***** Input for this task *****

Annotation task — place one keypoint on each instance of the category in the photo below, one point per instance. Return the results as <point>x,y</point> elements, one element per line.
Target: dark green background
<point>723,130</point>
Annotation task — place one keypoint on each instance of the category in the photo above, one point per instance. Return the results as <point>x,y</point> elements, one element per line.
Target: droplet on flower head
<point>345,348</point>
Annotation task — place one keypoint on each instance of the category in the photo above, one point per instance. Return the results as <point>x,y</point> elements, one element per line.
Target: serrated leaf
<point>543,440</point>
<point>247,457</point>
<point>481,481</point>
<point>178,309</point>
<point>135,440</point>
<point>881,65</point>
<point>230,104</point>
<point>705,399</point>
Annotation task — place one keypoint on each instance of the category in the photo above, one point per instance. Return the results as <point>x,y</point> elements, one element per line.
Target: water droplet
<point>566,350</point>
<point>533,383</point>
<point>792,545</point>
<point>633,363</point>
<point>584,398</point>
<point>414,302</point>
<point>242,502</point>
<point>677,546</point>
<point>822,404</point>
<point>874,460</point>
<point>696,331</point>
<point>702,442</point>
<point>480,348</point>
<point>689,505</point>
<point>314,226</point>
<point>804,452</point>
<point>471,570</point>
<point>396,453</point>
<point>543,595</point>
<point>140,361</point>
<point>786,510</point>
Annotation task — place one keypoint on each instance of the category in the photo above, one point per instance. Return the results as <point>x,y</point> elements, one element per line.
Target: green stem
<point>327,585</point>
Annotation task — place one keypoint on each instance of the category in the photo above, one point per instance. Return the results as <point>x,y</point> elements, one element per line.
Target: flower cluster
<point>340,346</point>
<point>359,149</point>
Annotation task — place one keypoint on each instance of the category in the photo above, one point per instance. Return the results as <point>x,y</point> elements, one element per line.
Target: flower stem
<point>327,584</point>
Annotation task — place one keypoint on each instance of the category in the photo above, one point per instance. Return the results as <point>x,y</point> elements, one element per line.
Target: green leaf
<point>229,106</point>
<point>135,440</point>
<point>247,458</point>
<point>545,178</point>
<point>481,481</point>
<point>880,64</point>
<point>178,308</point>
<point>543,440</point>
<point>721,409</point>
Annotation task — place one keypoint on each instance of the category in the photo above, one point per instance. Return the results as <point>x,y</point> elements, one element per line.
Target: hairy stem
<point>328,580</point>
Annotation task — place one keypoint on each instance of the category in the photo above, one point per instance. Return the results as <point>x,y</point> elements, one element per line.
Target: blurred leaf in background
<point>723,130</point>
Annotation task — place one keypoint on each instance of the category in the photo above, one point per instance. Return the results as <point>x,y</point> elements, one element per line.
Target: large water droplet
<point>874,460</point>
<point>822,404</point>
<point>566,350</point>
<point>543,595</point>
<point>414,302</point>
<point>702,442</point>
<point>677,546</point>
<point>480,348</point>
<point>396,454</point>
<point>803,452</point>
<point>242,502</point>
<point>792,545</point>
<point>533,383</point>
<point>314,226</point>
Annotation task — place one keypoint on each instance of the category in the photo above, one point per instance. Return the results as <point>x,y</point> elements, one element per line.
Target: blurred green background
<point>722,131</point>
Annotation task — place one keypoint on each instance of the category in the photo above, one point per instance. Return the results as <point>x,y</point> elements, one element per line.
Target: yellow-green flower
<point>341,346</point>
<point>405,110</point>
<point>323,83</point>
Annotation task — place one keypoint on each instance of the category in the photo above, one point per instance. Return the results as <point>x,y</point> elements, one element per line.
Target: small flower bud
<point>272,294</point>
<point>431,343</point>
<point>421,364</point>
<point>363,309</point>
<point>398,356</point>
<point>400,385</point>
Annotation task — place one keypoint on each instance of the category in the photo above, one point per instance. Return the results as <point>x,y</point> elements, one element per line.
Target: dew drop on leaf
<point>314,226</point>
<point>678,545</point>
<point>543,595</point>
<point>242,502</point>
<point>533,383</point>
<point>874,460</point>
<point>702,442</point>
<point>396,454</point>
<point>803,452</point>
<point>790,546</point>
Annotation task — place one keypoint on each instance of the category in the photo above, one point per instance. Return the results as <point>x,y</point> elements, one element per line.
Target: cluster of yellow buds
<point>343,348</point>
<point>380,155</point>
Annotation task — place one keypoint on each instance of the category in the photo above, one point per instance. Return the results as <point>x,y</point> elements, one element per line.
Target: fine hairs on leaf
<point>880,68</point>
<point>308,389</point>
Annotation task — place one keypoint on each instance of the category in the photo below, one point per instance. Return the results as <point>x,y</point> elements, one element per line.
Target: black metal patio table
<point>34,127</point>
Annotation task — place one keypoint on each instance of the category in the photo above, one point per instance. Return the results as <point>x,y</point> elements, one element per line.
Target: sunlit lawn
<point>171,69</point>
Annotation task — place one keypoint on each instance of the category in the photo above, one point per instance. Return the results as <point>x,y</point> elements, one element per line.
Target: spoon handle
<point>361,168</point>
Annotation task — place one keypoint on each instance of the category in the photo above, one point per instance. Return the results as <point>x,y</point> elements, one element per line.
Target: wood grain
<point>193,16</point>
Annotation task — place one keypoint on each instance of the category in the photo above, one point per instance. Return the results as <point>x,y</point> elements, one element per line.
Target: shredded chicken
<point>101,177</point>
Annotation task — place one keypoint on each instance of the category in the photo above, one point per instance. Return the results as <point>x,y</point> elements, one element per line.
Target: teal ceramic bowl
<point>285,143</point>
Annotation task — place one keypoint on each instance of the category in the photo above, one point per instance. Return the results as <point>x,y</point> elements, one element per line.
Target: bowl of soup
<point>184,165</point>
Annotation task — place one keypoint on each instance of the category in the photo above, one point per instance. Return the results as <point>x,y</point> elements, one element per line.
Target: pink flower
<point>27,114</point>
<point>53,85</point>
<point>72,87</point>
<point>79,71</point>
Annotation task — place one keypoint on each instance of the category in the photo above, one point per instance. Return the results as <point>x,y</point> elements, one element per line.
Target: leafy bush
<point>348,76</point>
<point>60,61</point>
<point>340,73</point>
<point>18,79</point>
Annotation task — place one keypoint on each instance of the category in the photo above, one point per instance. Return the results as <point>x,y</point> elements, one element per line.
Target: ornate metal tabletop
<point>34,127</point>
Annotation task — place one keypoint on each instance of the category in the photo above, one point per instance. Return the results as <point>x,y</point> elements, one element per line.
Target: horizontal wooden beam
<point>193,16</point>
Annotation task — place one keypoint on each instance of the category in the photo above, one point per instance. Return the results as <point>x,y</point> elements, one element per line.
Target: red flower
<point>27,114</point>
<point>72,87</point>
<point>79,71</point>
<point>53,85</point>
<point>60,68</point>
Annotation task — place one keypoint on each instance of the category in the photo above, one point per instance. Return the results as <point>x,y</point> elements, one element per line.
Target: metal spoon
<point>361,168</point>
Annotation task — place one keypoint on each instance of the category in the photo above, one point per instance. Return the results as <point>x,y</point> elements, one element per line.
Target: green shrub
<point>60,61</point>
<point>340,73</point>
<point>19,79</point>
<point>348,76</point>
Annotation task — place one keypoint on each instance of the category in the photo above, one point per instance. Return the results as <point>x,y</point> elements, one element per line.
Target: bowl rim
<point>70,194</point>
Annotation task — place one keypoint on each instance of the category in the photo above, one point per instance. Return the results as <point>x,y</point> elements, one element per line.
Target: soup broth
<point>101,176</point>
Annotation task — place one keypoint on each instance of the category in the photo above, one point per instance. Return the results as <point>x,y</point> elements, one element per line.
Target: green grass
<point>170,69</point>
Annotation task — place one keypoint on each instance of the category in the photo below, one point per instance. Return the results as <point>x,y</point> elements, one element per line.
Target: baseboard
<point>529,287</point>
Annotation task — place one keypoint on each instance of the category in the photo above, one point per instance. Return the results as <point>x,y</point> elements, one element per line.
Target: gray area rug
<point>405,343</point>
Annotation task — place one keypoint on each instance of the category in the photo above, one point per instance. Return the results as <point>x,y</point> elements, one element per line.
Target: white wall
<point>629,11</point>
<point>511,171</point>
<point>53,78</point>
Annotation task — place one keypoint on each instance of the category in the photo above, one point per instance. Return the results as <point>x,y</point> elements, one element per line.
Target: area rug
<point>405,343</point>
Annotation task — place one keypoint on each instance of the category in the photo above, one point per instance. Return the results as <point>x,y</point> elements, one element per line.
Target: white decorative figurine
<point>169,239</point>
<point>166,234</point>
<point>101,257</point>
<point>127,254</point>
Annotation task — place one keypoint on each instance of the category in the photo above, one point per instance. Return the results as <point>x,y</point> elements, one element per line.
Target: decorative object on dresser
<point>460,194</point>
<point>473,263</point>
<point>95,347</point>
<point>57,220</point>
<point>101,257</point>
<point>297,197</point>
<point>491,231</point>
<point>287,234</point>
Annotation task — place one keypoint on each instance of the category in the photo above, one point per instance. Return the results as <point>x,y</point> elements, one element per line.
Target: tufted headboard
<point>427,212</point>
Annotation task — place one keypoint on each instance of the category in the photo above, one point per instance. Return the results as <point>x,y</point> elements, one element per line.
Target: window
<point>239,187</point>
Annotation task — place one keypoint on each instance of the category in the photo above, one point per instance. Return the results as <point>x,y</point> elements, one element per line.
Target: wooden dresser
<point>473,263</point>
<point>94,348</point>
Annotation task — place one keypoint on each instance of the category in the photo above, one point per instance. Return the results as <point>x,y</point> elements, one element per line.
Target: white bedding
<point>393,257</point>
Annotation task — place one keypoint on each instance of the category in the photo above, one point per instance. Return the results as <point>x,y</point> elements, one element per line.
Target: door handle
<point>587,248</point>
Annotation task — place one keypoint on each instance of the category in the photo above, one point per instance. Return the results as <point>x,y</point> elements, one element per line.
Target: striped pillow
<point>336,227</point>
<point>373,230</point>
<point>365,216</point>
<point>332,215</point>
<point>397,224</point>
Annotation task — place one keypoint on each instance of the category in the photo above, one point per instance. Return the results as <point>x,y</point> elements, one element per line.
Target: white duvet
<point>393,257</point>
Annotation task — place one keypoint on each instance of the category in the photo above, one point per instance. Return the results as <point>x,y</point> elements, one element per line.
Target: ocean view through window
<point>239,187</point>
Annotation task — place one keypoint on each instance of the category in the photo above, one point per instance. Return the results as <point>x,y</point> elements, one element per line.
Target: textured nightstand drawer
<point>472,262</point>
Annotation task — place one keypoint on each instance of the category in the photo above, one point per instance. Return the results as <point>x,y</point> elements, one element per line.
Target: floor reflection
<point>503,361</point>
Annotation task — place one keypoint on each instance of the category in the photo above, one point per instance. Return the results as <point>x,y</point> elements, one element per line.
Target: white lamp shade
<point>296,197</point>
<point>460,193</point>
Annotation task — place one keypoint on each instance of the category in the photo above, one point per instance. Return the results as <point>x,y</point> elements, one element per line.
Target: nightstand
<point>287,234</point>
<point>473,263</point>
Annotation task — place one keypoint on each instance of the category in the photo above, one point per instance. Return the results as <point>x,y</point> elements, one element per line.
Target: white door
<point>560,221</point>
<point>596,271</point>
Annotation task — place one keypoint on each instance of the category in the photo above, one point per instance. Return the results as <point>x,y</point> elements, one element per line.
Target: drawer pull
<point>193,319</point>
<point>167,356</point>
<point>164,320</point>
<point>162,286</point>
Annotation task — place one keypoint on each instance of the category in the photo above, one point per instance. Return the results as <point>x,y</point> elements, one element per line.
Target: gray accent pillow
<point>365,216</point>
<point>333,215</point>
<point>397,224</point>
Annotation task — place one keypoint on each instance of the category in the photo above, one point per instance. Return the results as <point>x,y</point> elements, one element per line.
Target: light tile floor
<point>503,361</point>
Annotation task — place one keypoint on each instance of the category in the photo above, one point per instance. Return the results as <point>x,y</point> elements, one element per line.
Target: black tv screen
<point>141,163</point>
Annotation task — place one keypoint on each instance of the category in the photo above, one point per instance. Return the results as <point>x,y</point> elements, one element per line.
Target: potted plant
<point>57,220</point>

*****

| What the task requires |
Could you output exactly the lines from the one containing "Target: black tv screen" to the end of the entries above, both included, and no others?

| Answer to this task |
Target: black tv screen
<point>141,163</point>
Annotation task — place one keypoint on each instance of the category in the photo above, one point per instance. Return the results as <point>x,y</point> elements, one element per line.
Target: potted plant
<point>57,220</point>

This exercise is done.